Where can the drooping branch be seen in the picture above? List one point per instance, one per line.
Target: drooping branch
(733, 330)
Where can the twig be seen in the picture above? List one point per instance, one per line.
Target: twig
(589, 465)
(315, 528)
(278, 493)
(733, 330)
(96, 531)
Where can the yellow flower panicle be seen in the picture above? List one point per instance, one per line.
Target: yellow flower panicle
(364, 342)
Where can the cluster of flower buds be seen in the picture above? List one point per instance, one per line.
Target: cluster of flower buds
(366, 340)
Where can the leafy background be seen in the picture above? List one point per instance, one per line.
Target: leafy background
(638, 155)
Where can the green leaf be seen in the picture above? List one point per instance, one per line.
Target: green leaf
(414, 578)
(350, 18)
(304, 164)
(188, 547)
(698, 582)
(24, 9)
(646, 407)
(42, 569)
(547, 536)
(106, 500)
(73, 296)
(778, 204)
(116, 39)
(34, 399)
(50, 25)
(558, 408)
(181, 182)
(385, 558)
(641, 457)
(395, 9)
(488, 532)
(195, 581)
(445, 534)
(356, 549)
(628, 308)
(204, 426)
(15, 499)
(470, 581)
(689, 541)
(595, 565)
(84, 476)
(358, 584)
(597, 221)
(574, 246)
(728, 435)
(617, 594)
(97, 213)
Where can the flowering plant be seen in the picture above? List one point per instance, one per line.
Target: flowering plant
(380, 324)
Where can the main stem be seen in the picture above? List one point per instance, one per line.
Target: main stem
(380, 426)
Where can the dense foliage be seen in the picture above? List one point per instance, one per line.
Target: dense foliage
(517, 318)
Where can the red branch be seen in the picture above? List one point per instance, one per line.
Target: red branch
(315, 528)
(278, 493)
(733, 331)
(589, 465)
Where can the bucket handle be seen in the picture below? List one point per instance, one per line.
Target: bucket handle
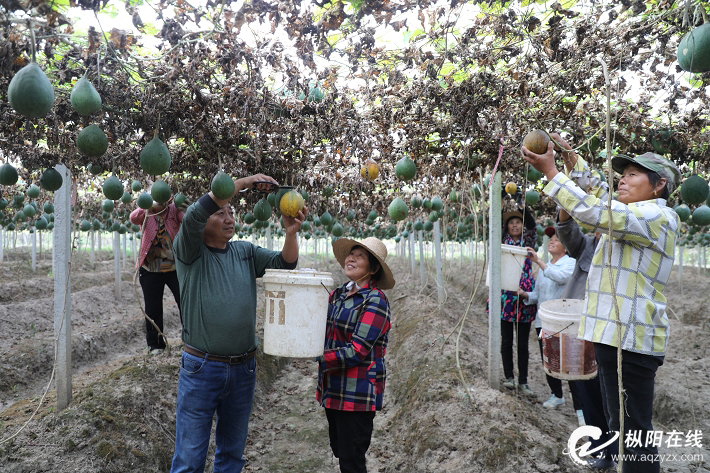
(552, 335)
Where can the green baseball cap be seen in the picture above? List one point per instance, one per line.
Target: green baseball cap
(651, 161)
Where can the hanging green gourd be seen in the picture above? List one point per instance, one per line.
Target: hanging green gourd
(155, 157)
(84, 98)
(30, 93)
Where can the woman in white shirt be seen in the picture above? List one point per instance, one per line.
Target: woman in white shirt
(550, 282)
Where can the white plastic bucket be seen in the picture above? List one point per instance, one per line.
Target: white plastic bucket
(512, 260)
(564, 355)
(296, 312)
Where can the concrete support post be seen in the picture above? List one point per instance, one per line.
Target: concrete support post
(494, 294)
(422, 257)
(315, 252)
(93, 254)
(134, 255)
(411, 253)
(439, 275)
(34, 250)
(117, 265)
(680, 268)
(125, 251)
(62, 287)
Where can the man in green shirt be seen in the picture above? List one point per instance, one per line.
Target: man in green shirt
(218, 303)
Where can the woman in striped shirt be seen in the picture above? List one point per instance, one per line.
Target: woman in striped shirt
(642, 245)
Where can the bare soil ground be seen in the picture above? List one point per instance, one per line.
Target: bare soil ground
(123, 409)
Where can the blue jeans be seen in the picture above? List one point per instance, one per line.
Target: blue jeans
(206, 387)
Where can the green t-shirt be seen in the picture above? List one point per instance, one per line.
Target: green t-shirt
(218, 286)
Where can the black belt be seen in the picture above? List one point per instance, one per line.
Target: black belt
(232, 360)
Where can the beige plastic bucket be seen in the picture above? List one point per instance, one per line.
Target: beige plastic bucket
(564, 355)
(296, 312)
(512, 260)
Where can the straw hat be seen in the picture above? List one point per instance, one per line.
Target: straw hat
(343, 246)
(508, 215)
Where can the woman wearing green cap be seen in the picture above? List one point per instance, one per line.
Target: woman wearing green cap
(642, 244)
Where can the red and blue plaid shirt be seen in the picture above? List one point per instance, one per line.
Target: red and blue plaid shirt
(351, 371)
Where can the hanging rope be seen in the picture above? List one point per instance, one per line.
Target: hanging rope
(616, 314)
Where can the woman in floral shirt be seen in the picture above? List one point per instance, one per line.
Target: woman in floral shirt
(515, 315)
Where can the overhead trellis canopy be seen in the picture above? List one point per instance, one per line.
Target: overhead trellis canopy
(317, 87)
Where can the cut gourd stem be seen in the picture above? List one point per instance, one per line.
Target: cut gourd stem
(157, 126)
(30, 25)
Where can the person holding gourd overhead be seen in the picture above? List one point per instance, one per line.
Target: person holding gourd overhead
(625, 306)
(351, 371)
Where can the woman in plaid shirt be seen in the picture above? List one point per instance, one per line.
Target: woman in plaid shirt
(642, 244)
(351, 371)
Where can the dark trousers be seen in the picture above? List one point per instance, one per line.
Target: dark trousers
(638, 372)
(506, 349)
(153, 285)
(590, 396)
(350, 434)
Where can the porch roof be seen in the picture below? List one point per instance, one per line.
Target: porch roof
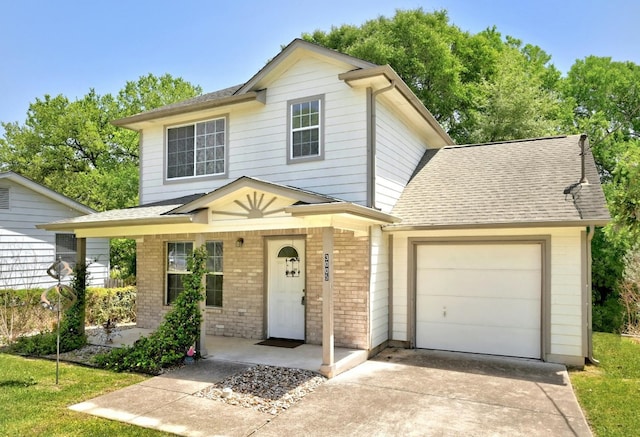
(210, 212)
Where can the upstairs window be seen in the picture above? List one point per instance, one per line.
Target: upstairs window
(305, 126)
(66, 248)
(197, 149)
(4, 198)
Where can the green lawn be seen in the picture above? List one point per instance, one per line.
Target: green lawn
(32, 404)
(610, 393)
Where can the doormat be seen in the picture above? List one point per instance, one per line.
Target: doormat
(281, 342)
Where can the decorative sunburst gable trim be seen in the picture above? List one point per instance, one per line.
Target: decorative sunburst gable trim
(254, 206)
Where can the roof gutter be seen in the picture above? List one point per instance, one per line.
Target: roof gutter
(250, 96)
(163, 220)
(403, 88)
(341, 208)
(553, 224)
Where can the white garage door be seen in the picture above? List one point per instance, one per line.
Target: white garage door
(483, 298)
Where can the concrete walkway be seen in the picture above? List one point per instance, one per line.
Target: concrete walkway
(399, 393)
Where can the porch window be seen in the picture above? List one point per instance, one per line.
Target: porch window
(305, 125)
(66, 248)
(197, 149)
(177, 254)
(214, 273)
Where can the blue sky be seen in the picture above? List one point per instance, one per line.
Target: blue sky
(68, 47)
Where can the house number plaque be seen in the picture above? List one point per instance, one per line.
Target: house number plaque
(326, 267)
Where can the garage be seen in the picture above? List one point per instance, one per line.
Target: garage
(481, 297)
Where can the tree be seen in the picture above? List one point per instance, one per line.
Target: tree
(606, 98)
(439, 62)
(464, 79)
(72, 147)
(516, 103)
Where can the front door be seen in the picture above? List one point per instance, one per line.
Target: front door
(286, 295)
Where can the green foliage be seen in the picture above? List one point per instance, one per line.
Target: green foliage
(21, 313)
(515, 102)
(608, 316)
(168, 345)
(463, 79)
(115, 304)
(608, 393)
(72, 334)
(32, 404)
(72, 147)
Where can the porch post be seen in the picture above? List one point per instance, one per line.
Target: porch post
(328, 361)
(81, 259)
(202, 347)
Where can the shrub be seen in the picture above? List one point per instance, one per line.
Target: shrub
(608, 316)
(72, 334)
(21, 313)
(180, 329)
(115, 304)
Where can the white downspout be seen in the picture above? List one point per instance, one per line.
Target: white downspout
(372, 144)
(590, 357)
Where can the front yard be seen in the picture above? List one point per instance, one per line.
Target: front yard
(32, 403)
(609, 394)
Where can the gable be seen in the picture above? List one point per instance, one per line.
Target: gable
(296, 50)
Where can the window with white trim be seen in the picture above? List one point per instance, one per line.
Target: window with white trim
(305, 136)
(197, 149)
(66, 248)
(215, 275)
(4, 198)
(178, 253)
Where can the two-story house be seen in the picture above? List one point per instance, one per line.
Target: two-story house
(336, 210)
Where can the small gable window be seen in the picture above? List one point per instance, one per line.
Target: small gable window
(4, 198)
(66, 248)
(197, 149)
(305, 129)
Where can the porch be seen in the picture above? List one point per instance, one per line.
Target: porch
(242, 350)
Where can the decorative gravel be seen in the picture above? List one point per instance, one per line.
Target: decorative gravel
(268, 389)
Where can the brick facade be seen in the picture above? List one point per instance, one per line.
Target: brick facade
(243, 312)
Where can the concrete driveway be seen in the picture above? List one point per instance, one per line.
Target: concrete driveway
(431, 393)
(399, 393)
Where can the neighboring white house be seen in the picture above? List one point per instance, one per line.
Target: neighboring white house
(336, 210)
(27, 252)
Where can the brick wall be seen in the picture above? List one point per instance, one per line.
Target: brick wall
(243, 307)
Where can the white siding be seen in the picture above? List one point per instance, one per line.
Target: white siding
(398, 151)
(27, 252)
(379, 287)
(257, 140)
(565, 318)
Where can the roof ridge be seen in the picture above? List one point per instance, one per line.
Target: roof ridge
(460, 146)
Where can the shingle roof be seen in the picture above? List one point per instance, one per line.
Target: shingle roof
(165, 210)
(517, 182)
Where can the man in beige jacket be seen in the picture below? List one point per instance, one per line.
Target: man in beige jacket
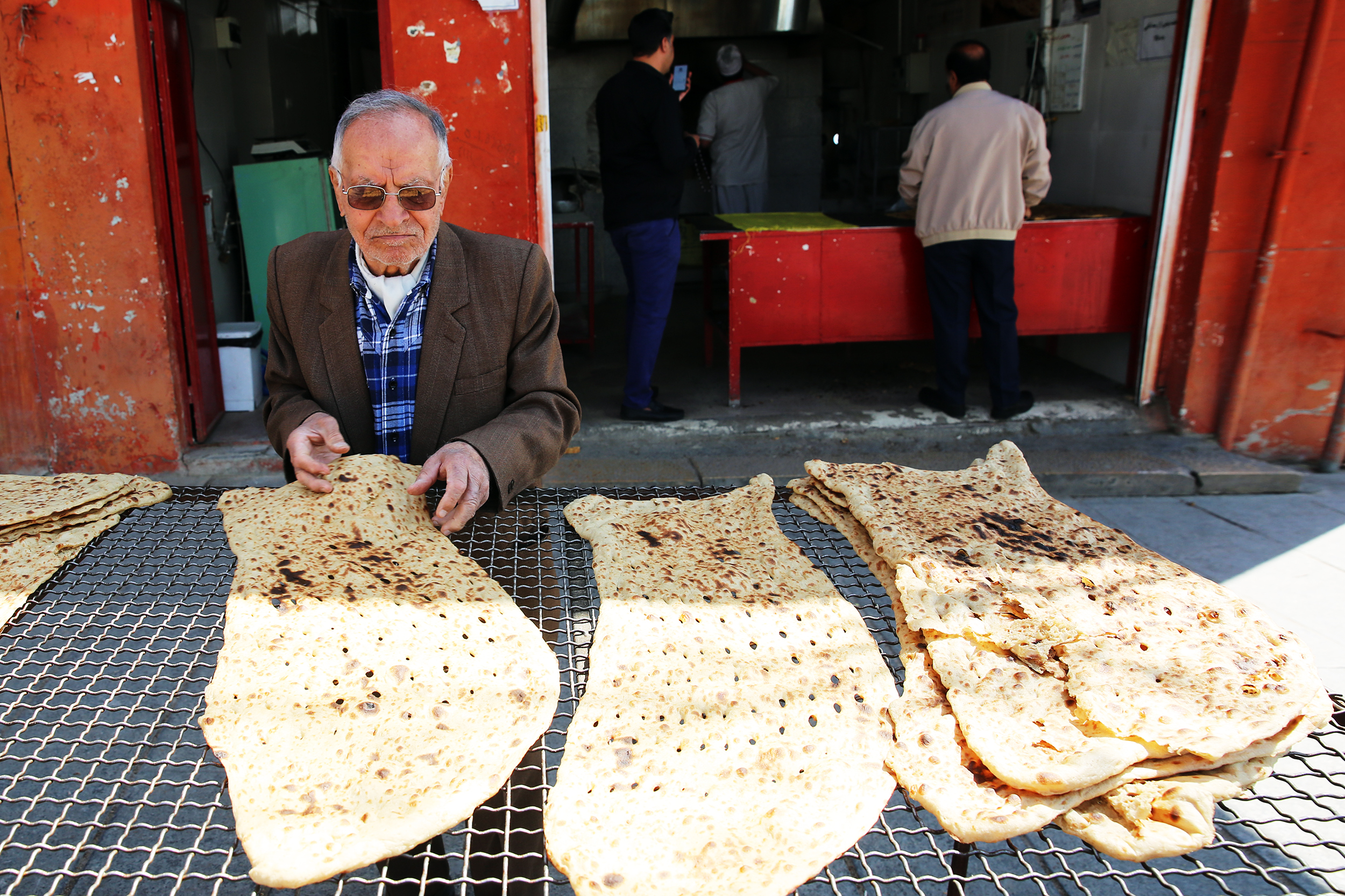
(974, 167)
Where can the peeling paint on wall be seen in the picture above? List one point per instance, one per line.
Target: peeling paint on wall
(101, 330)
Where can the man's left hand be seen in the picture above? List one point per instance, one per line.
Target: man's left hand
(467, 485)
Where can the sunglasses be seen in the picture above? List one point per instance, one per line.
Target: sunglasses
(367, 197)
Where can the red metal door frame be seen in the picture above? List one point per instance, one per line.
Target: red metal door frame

-=-=-

→ WHAT THE TASK REQUIRES:
Retype exactly the lines from the one containing "Where can the neighboring" through the last line of the records above, both included, and leave out any pictures.

→ COMPLETE OUTPUT:
Where can the neighboring white house be seen in the picture above? List one point per instance, one per line.
Target: neighboring white house
(336, 210)
(27, 252)
Where can the brick wall be seen in the picture above? List one point per instance, one per line.
Target: brick wall
(243, 307)
Where can the white siding be seen in the picture above? List one point per instance, one per line.
Target: white siding
(398, 151)
(27, 252)
(379, 287)
(257, 140)
(565, 318)
Where can the roof ridge be seen in the picture above? List one point per instance, one per line.
Target: roof ridge
(460, 146)
Where can the shingle roof be seen in the picture above? List one point per instance, one per line.
Target: shingle roof
(165, 210)
(517, 182)
Where can the man in beige jacket be seen in the picture below? List one point per instance, one per line.
Target: man in beige jacket
(974, 167)
Where can the peeling paint on wall be seen in the picture above? List one point per instance, one per line.
Target: peeling paint on wall
(101, 330)
Where can the man's left hand be seen in the picture above? List one point per instance, one per line.
Target: man's left hand
(467, 485)
Where can the sunglasses be seen in the picture above? List one point per instance, one per line.
Target: sunglasses
(367, 197)
Where can the red metal door frame be seen in the picture above? List one point per instance, one per line.
Target: red metal door frame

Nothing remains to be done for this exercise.